▸ Description of the task: Word for word, restate the data that follows, omitting the images.

(Given records Opens)

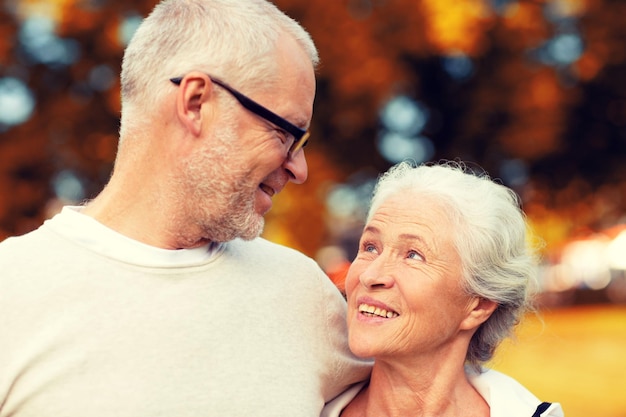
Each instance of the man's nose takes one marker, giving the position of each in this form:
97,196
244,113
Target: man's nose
296,167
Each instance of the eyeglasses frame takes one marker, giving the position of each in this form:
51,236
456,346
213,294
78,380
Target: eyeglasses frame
301,136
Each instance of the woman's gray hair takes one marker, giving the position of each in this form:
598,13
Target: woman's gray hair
491,237
233,40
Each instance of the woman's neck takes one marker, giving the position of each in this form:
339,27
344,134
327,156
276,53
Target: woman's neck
399,391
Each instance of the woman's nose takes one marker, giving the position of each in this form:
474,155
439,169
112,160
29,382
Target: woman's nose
296,167
377,275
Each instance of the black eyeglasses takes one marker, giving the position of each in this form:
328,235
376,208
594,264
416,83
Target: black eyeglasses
300,136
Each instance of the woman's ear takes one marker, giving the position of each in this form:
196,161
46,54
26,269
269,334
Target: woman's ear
194,92
479,310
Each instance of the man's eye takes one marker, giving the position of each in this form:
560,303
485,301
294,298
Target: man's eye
285,138
368,247
415,255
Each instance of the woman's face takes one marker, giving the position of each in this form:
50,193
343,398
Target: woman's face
404,286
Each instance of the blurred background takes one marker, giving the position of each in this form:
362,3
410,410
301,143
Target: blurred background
533,92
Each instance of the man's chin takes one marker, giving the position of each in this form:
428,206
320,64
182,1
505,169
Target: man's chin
253,231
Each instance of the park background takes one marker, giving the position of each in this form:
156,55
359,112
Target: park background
532,91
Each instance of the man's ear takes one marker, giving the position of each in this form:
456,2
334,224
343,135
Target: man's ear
194,92
479,310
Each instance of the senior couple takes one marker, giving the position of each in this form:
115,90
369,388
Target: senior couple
158,298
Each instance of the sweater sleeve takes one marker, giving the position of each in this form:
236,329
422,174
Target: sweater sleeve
346,369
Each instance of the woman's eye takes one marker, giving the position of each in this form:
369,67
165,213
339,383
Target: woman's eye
415,255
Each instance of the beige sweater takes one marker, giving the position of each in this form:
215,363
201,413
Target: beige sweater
256,329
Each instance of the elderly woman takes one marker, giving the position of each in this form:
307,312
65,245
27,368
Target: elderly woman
442,275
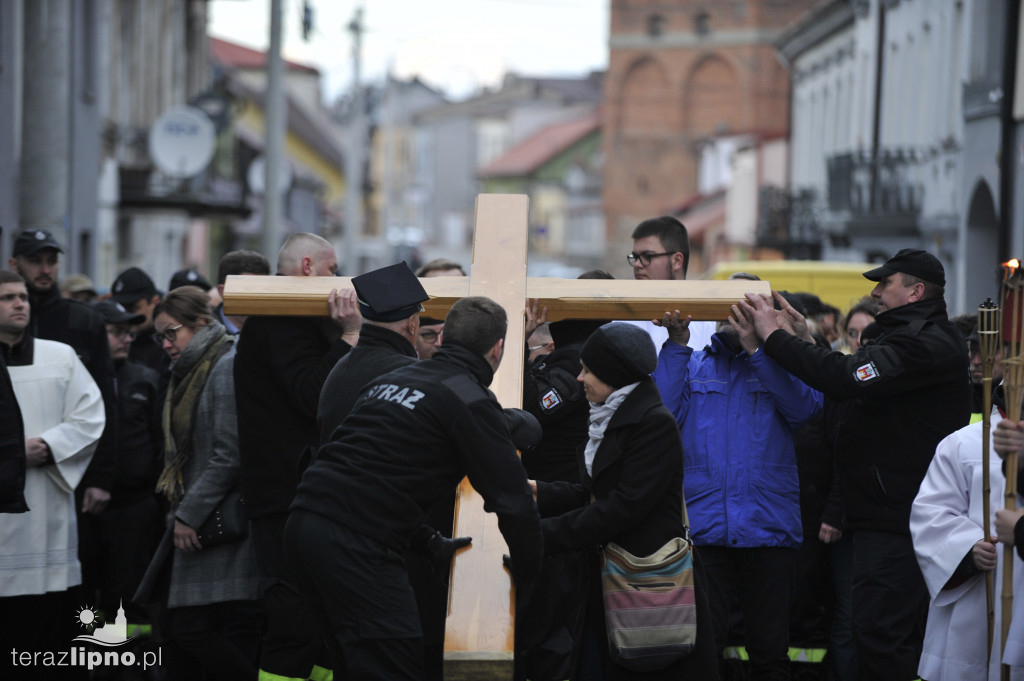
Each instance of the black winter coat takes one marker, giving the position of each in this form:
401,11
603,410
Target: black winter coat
11,444
899,395
552,393
637,490
280,369
139,460
637,484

(Given records Closes)

▸ Solution:
Each instance of the man's nose takes one marker, giving the position of each in this form:
97,196
244,113
Target: man's nose
296,167
Each instance of the eyeglasses frame takes one marker, giving the position of each in this form:
51,236
456,346
213,294
78,380
Target: eyeglasses frame
301,136
Each instance of the woman's gray hair takes one marker, giving the position of each in this form:
598,13
Target: woman's gray hair
491,237
233,40
Each instance of the woman's neck takes one marker, giving the position of each in this form:
339,27
344,134
327,156
276,53
Target: woman's neck
399,391
Each instance of the woman's nose takes one marker, giving the position of each in this form:
474,155
439,169
112,160
29,382
Target: woman's nose
296,167
377,275
Each instance of the black eyeglasses takes one marker, giving the position of each in this form:
328,235
376,208
594,264
416,83
Target: black eyeglasses
300,136
Each instance of the woman's ear takes one marker, giving the position of each in this form:
196,161
46,54
26,269
269,334
Target: woman's ear
194,92
479,310
Each instance of the man's eye takes one marker, giving the position of each in this form:
560,303
485,301
294,298
Target: man's eye
285,138
368,247
415,255
Each instance of the woman's face takes one marker, giving the position of each in this form:
50,193
343,398
Target: woman's face
404,286
Each instance of the blurred background takes one marker, giving the position of each in this form:
362,3
410,410
301,143
Target: blurred background
533,92
Each instance of the man's chin takes one marker, giving the position of each in this form:
428,206
320,64
182,1
505,169
Target: man's chin
253,231
Each instance of the park background takes one marker, giving the position of each in this form:
156,55
359,112
Target: park background
532,91
Each instance of the man's ear takes one marker, giving the position of each in this form:
456,2
334,224
343,135
Target: man's ear
194,92
479,310
Each instance of the senior couple takes one marker, giving the position of each in this form:
115,90
369,388
Target: senior couple
158,298
Each instance of the sweater sleeve takes one marker, giving the position of each in this form:
236,329
422,174
Target: sweater sleeve
346,369
Each instance of the woman's eye takes one marker, giving the position of each in this form:
369,67
165,213
339,383
Target: woman's eye
415,255
Each instance of the beige sweater takes one marker, giving the position of each in this form:
215,363
201,413
Target: beige sweater
256,329
Each instance of the elderly woman takes one marker, giving the position of each in this form:
307,312
65,245
27,368
Target: elderly woman
442,275
Each instance of the black winter coat takes one marker, giving the position of each in this form:
401,11
603,410
Target: black winter coat
11,444
899,395
552,393
637,490
280,369
139,460
637,484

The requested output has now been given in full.